● **EXCERPT**
********

Squeeker, that looks great. That second video was funny when she decided to play dead instead. LOL

MaddietheDog, it sounds like you're at about the same place we are on the crossed paws. Jaia is putting his right foot on top of his left. I'm only rewarding right paw action and he got that right away. 

I'm working with Mia on the sit pretty because she is so athletic and eager to please. It's coming along fine. I'll have to get some video in the next couple days. 

FUN!


----------



## ShadowSky (Aug 6, 2008)

Sounds like everyone's doing great so far! I just had another session with Jake, and I think we've had a small breakthrough. He started offering his paws crossed! I'll get a video later and put it up.

Oh, and Squeeker, about the 'play dead' thing... Jake does that too! If he gets tired of shuffling his paws around figuring out what I want he'll roll onto his side, put his head down and play dead instead. Very convincing except for his tail wagging


----------



## Squeeker (Dec 15, 2007)

> Sounds like everyone's doing great so far! I just had another session with Jake, and I think we've had a small breakthrough. He started offering his paws crossed! I'll get a video later and put it up.


That sounds like more than a "small" breakthrough! Can't wait to see the vid!



> Oh, and Squeeker, about the 'play dead' thing... Jake does that too! If he gets tired of shuffling his paws around figuring out what I want he'll roll onto his side, put his head down and play dead instead. Very convincing except for his tail wagging





> Squeeker, that looks great. That second video was funny when she decided to play dead instead. LOL


Don't know if you could hear it in the video or not, but when she's frustrated she does a little grunt as she plays dead... what an attitude


----------



## ShadowSky (Aug 6, 2008)

Ok, here's the vid! Some of these are prompted by pointing my finger to his right paw(which he knows now) and a good deal of them were offered. I'm so happy with his progress  Sorry for the bad camera angle towards the end. Oh, and the barking at the finish was triggered by the doorbell- the 'hey' was because I didn't hear it and he startled me.



As you can see, a good deal of the time I had trouble getting him to UN-cross his paws.


----------



## Tofu_pup (Dec 8, 2008)

Ooh! I'm excited about the cross paws. Kaki has finally released her inhibitions with paw touching. In the past two weeks she learned 'high five' and 'up high'(both paws). Hopefully, this will be a piece of cake.


----------



## FourIsCompany (Apr 18, 2009)

Shadow, Jake is fantastic! He's got looks AND brains!  Good job! 

Tofu, looking forward to hearing more about your progress on these.


----------



## MaddieTheDog (Jun 3, 2009)

********

● **DATA SECTION**
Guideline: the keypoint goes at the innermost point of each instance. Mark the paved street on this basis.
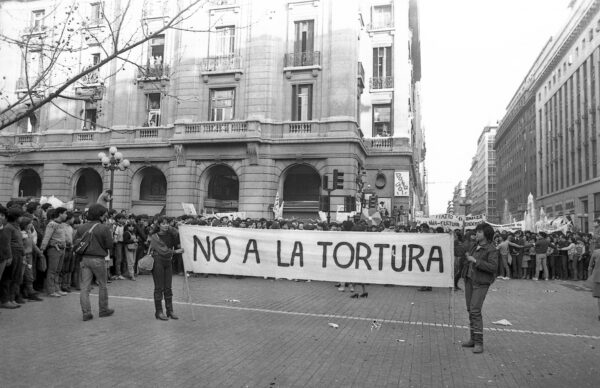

********

● **THE EXERCISE**
For each statement, say yes or no depending on whether it agrees with the forum thread, and quote the words of the thread that settle it.
1. Jaia puts his left foot on top of his right.
2. Kaki learned 'high five' and 'up high' within the past two weeks.
3. The barking at the end of Jake's video was set off by the doorbell.

● **SOLUTION FOR THIS TASK**
1. No: "Jaia is putting his right foot on top of his left."
2. Yes: "In the past two weeks she learned 'high five' and 'up high'"
3. Yes: "the barking at the finish was triggered by the doorbell"